- _Your task_
You are asked to copy the entire listing exactly, apart from its pictures.

- _Provided data_
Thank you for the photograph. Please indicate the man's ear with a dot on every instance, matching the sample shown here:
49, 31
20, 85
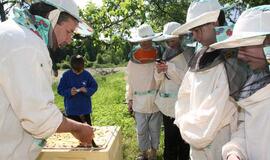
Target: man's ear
267, 40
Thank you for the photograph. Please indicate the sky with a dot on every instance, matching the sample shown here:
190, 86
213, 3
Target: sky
82, 3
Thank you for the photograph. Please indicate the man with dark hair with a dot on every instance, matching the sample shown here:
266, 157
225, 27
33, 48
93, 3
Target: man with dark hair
28, 114
77, 87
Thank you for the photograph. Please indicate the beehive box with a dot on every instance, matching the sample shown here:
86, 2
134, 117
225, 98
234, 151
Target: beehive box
63, 146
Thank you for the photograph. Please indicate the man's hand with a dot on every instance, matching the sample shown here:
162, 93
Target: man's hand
161, 67
73, 91
84, 134
82, 131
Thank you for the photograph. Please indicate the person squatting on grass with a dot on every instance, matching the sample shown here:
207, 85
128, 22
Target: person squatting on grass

- _Task response_
Thank you for the photograph. Please indicate the man's ear with a dot on every instance, matching the sample shown here:
49, 31
20, 85
Target: man's ear
267, 40
Thank you for the photograph. Please indicate the sky with a dot on every instance, matching the sample shown here:
190, 86
213, 3
Target: sky
82, 3
Thank you for the photograph. Please indicate the man with dark hair with a dot on every instance, matching the sample shown here:
266, 157
225, 27
33, 48
93, 3
Target: man with dark hair
28, 114
77, 87
Thank you for the photograph. Please indicate the beehive box with a dot on every instance, matching the sample shown here:
86, 2
134, 117
225, 98
234, 151
Target: beehive box
63, 146
Thank you for the photograph. Please indicate the man's hand with a dot on every instance, matching the sample shown here:
162, 93
Target: man's hand
161, 67
73, 91
84, 134
82, 131
Thank you for the photograph. Please indicate the person squatting on grass with a dot on every instance, matching the sample shown here:
207, 85
128, 22
Target: person squatting on grass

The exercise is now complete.